— What is expected —
Restate the material word for word and leave out anything that is a picture.

-- Excerpted data start --

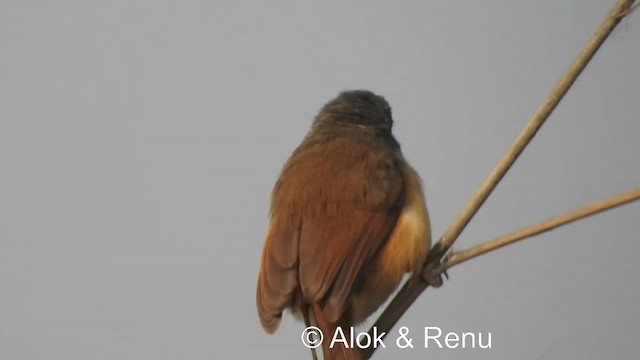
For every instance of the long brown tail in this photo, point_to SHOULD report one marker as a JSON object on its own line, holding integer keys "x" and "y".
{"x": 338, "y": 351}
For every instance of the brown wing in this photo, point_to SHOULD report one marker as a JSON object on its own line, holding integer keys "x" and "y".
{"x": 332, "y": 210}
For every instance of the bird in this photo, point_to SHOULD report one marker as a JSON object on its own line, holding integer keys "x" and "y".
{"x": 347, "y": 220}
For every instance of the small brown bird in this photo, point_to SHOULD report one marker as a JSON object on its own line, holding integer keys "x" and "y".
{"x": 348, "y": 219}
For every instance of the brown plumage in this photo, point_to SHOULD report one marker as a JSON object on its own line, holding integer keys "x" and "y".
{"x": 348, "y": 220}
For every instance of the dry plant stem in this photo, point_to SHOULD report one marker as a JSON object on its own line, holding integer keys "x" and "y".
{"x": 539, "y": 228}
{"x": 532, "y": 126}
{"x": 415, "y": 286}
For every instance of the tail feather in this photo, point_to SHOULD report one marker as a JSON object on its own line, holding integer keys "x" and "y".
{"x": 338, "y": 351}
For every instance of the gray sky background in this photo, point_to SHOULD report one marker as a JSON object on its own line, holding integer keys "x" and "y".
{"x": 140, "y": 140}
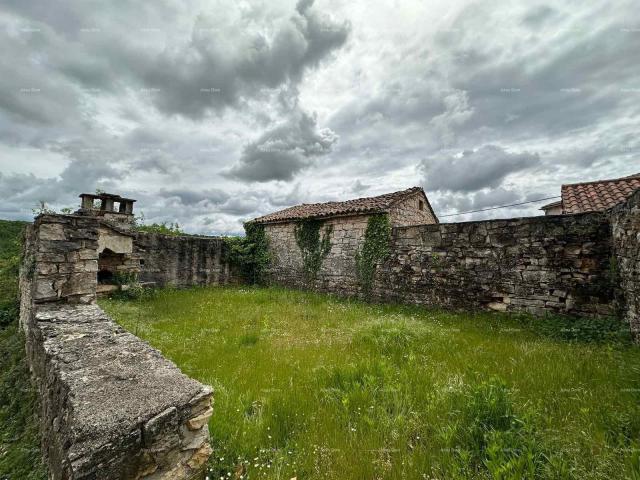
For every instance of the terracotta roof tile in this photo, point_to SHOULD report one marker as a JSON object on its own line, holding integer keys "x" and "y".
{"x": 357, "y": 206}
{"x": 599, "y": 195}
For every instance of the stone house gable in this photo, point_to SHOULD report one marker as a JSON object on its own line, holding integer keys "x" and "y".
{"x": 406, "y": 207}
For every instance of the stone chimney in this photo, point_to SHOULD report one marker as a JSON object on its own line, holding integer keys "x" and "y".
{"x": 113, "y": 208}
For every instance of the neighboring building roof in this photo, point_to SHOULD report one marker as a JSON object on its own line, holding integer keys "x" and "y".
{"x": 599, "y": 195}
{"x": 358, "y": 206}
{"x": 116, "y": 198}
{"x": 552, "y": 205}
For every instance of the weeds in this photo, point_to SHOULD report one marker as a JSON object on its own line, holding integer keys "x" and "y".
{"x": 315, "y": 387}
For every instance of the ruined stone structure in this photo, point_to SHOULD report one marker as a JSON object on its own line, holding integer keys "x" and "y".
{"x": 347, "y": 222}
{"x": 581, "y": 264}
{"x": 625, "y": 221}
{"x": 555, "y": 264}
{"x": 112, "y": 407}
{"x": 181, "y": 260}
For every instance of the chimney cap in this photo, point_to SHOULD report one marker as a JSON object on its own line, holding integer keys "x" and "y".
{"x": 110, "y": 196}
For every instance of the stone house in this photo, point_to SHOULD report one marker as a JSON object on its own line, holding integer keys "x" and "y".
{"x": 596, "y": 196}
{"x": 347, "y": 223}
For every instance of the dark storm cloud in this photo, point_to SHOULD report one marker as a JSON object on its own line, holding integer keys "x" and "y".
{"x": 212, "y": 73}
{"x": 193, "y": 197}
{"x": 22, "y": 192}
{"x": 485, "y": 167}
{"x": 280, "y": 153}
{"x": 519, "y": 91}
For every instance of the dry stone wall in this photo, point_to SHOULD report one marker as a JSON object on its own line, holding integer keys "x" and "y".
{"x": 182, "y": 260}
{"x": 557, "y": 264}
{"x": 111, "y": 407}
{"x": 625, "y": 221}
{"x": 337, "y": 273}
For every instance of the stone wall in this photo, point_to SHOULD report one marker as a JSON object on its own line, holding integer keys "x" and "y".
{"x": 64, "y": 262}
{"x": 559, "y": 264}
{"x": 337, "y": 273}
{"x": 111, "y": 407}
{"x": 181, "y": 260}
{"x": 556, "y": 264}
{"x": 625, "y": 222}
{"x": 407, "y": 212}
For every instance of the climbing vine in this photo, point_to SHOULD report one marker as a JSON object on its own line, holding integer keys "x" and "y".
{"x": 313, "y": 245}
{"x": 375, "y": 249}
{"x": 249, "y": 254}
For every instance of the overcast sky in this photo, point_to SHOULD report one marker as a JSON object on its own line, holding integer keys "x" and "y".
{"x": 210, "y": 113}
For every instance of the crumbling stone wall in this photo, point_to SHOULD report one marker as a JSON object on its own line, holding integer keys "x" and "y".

-- Excerpted data end --

— Solution —
For every instance of the long brown tail in this photo, point_to SHOULD report one marker as a JSON object on its own line, holding integer keys "x" and "y".
{"x": 338, "y": 351}
For every instance of the brown wing in this photo, point_to SHOULD report one marker as a JSON object on its own line, holding integer keys "x" and "y".
{"x": 332, "y": 210}
For every instance of the bird in this photo, point_to SHOULD report one marker as a JSON object on its own line, holding integer keys "x" and "y".
{"x": 347, "y": 220}
For every instance of the small brown bird in this photo, point_to SHOULD report one marker as a JSON object on its own line, holding integer keys "x" and "y".
{"x": 348, "y": 219}
For every instance of the brown plumage in this photo, point_to SHOULD report one marker as a JSON object on its own line, holding integer keys "x" and "y".
{"x": 348, "y": 220}
For every instance of the dry plant stem in this photo, point_to SHOULD report one marker as a JSON object on its own line, holding integer keys "x" and "y".
{"x": 539, "y": 228}
{"x": 532, "y": 126}
{"x": 415, "y": 286}
For every instance of the tail feather in this photo, point_to SHOULD report one marker as a JSON object on its own line, holding integer keys "x" and "y".
{"x": 338, "y": 351}
For every instance of the gray sky background in this photo, point_to SHOULD report one marker as a JSON object on its own line, holding integer keys "x" and "y".
{"x": 140, "y": 140}
For every instance of the terracotta roof tile in this photo, point_to SHOULD report one marker as a JSON object on its own line, holding integer keys "x" and "y".
{"x": 357, "y": 206}
{"x": 599, "y": 195}
For every instance of the stone house gable in this photo, point_to SHOULD report one marker as a JSON object on its own line, holding integer keys "x" and "y".
{"x": 406, "y": 207}
For every instance of the stone chimney in this photo, point_to SHOULD report one marker as a JSON object on its own line, holding integer keys "x" and "y".
{"x": 113, "y": 208}
For every instance of the neighboring building roof in this photo, point_to SHOULD report one marker as a JSON object on its own line, holding integer keys "x" and "y".
{"x": 599, "y": 195}
{"x": 358, "y": 206}
{"x": 116, "y": 198}
{"x": 552, "y": 205}
For every instance of the weeds in this photo, point_to SHOULD report one marker as a JSON object on its own line, holding integer keys "x" and "y".
{"x": 315, "y": 387}
For every instance of the ruined stone structure in this photo, point_to SHOULD report one marker as a JSON object on its own line, holding integer keys "x" and "y".
{"x": 347, "y": 222}
{"x": 581, "y": 264}
{"x": 625, "y": 221}
{"x": 555, "y": 264}
{"x": 112, "y": 407}
{"x": 181, "y": 260}
For every instance of the chimney cap in this photo, point_to SHOULD report one marker as a JSON object on its own line, holding integer keys "x" and "y".
{"x": 110, "y": 196}
For every instance of the stone house in this photo, point_to SHOULD report one marker as a JSON object on its own line, holding integer keys "x" and "y".
{"x": 596, "y": 196}
{"x": 347, "y": 223}
For every instance of the dark storm cloud in this photo, point_to SHOULD report one marker as a JSON object on its own line, holding integer keys "x" and "y".
{"x": 212, "y": 73}
{"x": 193, "y": 197}
{"x": 22, "y": 192}
{"x": 485, "y": 167}
{"x": 280, "y": 153}
{"x": 519, "y": 91}
For every instance of the dry stone wall in this photo, point_to SHOULD report one marker as a JSON object on its own line, holding integer keys "x" and "y".
{"x": 182, "y": 260}
{"x": 557, "y": 264}
{"x": 111, "y": 407}
{"x": 625, "y": 221}
{"x": 337, "y": 273}
For every instance of the stone wall in this photo, point_to SHOULD report one marker as a JSON object on its own line, holding integer keys "x" and "y".
{"x": 64, "y": 262}
{"x": 559, "y": 264}
{"x": 337, "y": 273}
{"x": 111, "y": 407}
{"x": 181, "y": 260}
{"x": 556, "y": 264}
{"x": 625, "y": 222}
{"x": 407, "y": 212}
For every instance of the climbing vine in this photo, point_to SHOULD report one marker as a JSON object on its own line, holding integer keys "x" and "y".
{"x": 313, "y": 245}
{"x": 375, "y": 249}
{"x": 249, "y": 254}
For every instance of the overcast sky in this photo, point_to SHOULD report one marker as a JSON object on its own line, holding integer keys "x" and "y".
{"x": 210, "y": 113}
For every instance of the crumbling stone wall in this photo, point_to SHOULD report one marker as a JSON object on its own line, holding integer keys "x" and "y".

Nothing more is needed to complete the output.